All of the material below is to be retyped exactly.

| Task input |
• • • • •

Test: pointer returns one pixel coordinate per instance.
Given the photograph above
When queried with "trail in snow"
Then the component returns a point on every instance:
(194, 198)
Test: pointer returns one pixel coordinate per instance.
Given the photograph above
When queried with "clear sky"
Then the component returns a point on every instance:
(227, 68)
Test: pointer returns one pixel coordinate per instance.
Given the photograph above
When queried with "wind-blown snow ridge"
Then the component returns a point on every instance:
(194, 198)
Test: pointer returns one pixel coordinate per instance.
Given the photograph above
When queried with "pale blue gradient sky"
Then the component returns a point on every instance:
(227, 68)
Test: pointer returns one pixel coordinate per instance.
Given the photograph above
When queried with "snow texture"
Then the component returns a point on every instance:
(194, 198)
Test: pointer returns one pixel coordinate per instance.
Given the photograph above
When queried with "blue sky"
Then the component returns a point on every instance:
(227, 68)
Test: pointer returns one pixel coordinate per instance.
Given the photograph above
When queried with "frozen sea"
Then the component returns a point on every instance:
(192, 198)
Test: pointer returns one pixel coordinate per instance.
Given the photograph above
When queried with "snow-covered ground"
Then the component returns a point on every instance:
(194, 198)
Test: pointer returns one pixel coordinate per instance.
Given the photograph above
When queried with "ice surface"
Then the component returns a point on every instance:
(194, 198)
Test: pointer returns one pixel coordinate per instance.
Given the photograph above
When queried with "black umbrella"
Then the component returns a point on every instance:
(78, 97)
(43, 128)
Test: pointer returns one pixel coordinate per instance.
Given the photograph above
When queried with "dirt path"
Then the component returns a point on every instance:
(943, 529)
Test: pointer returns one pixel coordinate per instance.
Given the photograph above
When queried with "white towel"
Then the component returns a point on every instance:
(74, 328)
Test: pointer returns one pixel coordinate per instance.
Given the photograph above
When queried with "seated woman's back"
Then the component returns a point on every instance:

• • • • •

| Task result |
Test: pointer returns one pixel coordinate per instance.
Given the photograph above
When queried with "trail in snow"
Then the component returns a point on every instance:
(194, 198)
Test: pointer returns one pixel coordinate per instance.
Given the photograph above
When queried with "clear sky"
Then the component returns a point on every instance:
(227, 68)
Test: pointer returns one pixel coordinate per instance.
Given the photograph above
When queried with "wind-blown snow ridge"
Then the component returns a point on every instance:
(194, 198)
Test: pointer returns one pixel coordinate per instance.
Given the photograph above
When queried with "pale blue gradient sky"
Then the component returns a point on every instance:
(227, 68)
Test: pointer returns one pixel coordinate per instance.
Given the photograph above
When queried with "snow texture"
Then the component returns a point on every instance:
(194, 198)
Test: pointer returns one pixel coordinate per instance.
Given the photograph above
When queried with "blue sky"
Then the component returns a point on every instance:
(227, 68)
Test: pointer returns one pixel coordinate per instance.
Given the photograph above
When queried with "frozen sea"
Then the component returns a point on every instance:
(192, 198)
Test: pointer returns one pixel coordinate per instance.
Given the photograph above
When queried with "snow-covered ground"
Then the component returns a point on every instance:
(194, 198)
Test: pointer returns one pixel coordinate per instance.
Given the photograph above
When queried with "ice surface"
Then the component returns a point on every instance:
(194, 198)
Test: pointer returns one pixel coordinate per instance.
Given the photograph above
When queried with "black umbrella"
Then the component returns a point on every instance:
(78, 97)
(43, 128)
Test: pointer returns one pixel coordinate per instance.
Given the photograph above
When queried with "dirt path"
Then the component returns a point on every instance:
(943, 529)
Test: pointer returns one pixel coordinate per instance.
Given the photograph above
When queried with "white towel"
Then the component returns a point on every instance:
(74, 328)
Test: pointer returns one pixel coordinate per instance.
Given the photograph above
When queried with "seated woman's back"
Then the component returns a point on every instance:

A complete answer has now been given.